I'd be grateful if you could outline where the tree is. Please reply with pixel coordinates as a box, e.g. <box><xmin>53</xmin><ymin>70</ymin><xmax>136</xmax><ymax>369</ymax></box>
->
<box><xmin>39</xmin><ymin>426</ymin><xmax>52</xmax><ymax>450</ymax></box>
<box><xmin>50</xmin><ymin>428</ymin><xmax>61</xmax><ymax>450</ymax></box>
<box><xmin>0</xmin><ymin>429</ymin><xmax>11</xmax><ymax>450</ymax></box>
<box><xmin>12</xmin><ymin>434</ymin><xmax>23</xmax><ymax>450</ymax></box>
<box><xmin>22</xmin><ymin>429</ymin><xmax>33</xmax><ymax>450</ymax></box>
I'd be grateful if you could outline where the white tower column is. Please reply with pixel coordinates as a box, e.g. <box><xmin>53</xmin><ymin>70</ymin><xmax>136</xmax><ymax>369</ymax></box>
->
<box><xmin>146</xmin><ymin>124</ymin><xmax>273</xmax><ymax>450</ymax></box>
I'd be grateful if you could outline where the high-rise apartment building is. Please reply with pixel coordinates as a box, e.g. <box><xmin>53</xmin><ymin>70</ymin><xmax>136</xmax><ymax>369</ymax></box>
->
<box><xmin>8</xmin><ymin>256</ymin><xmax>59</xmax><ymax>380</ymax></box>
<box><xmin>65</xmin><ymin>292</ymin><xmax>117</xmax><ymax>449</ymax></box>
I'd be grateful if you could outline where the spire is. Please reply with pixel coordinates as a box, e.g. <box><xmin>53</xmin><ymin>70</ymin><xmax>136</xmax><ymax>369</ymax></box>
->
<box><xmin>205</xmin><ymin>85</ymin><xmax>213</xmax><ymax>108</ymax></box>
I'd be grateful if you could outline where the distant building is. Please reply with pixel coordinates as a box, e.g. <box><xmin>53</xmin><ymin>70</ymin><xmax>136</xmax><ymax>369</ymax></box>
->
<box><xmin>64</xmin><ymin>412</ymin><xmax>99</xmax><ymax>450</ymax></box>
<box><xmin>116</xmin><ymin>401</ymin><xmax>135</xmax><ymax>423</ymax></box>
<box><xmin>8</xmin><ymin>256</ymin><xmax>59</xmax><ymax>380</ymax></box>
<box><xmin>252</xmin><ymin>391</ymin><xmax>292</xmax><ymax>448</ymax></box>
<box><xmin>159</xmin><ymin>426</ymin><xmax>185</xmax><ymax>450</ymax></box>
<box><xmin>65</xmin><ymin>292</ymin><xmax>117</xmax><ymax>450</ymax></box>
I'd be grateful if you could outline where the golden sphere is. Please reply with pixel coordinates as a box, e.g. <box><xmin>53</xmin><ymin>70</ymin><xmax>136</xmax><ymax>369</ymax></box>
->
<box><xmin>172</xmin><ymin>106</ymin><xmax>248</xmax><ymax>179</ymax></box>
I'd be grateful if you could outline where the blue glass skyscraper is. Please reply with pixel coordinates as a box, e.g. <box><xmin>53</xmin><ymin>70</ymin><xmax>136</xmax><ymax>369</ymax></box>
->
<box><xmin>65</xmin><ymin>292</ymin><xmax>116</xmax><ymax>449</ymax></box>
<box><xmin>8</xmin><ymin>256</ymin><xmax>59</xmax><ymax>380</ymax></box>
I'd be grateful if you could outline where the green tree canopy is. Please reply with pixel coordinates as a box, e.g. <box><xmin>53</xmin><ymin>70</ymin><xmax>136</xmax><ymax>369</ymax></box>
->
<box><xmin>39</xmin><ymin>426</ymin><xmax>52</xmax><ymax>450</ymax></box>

--- --- ---

(What is required): Lay out every line of the items above as a Markdown table with two columns, Row and Line. Number each line in the Row column and leave out blank lines.

(Output below):
| Row | Line |
|---|---|
| 1 | I'd be grateful if you could outline where the tree is. Please reply with pixel coordinates as a box, e.g. <box><xmin>53</xmin><ymin>70</ymin><xmax>136</xmax><ymax>369</ymax></box> |
| 2 | -> |
| 3 | <box><xmin>39</xmin><ymin>426</ymin><xmax>52</xmax><ymax>450</ymax></box> |
| 4 | <box><xmin>50</xmin><ymin>428</ymin><xmax>61</xmax><ymax>450</ymax></box> |
| 5 | <box><xmin>0</xmin><ymin>429</ymin><xmax>11</xmax><ymax>450</ymax></box> |
| 6 | <box><xmin>12</xmin><ymin>434</ymin><xmax>23</xmax><ymax>450</ymax></box> |
| 7 | <box><xmin>22</xmin><ymin>429</ymin><xmax>33</xmax><ymax>450</ymax></box> |
| 8 | I'd be grateful if you could outline where the white tower column is. Please reply with pixel coordinates as a box, e.g. <box><xmin>53</xmin><ymin>70</ymin><xmax>136</xmax><ymax>369</ymax></box> |
| 9 | -> |
| 10 | <box><xmin>146</xmin><ymin>124</ymin><xmax>273</xmax><ymax>450</ymax></box> |
| 11 | I'd be grateful if you could outline where the high-rise apartment building is. Please reply with pixel coordinates as a box, e.g. <box><xmin>53</xmin><ymin>70</ymin><xmax>136</xmax><ymax>369</ymax></box> |
| 12 | -> |
| 13 | <box><xmin>8</xmin><ymin>256</ymin><xmax>59</xmax><ymax>380</ymax></box> |
| 14 | <box><xmin>65</xmin><ymin>292</ymin><xmax>117</xmax><ymax>449</ymax></box> |
| 15 | I'd be grateful if you could outline where the spire is. Please reply with pixel coordinates as a box, e.g. <box><xmin>53</xmin><ymin>70</ymin><xmax>136</xmax><ymax>369</ymax></box> |
| 16 | -> |
| 17 | <box><xmin>205</xmin><ymin>85</ymin><xmax>213</xmax><ymax>108</ymax></box> |
| 18 | I'd be grateful if you could outline where the distant building is. Please reply with pixel coordinates as a box, e.g. <box><xmin>53</xmin><ymin>70</ymin><xmax>136</xmax><ymax>369</ymax></box> |
| 19 | -> |
| 20 | <box><xmin>64</xmin><ymin>412</ymin><xmax>99</xmax><ymax>450</ymax></box> |
| 21 | <box><xmin>116</xmin><ymin>401</ymin><xmax>135</xmax><ymax>423</ymax></box> |
| 22 | <box><xmin>8</xmin><ymin>256</ymin><xmax>59</xmax><ymax>380</ymax></box> |
| 23 | <box><xmin>252</xmin><ymin>391</ymin><xmax>292</xmax><ymax>448</ymax></box> |
| 24 | <box><xmin>159</xmin><ymin>426</ymin><xmax>185</xmax><ymax>450</ymax></box> |
| 25 | <box><xmin>65</xmin><ymin>292</ymin><xmax>117</xmax><ymax>450</ymax></box> |
| 26 | I'd be grateful if you could outline where the golden sphere is. Please reply with pixel coordinates as a box, e.g. <box><xmin>53</xmin><ymin>70</ymin><xmax>136</xmax><ymax>369</ymax></box> |
| 27 | -> |
| 28 | <box><xmin>172</xmin><ymin>106</ymin><xmax>248</xmax><ymax>179</ymax></box> |
| 29 | I'd be grateful if you could outline where the blue glass skyscraper is. Please reply with pixel coordinates as a box, e.g. <box><xmin>53</xmin><ymin>70</ymin><xmax>136</xmax><ymax>369</ymax></box> |
| 30 | -> |
| 31 | <box><xmin>65</xmin><ymin>292</ymin><xmax>116</xmax><ymax>449</ymax></box> |
| 32 | <box><xmin>8</xmin><ymin>256</ymin><xmax>59</xmax><ymax>380</ymax></box> |
| 33 | I'd be grateful if you could outline where the green tree canopy is. Please reply with pixel coordinates as a box, e.g. <box><xmin>53</xmin><ymin>70</ymin><xmax>136</xmax><ymax>369</ymax></box> |
| 34 | -> |
| 35 | <box><xmin>39</xmin><ymin>426</ymin><xmax>52</xmax><ymax>450</ymax></box> |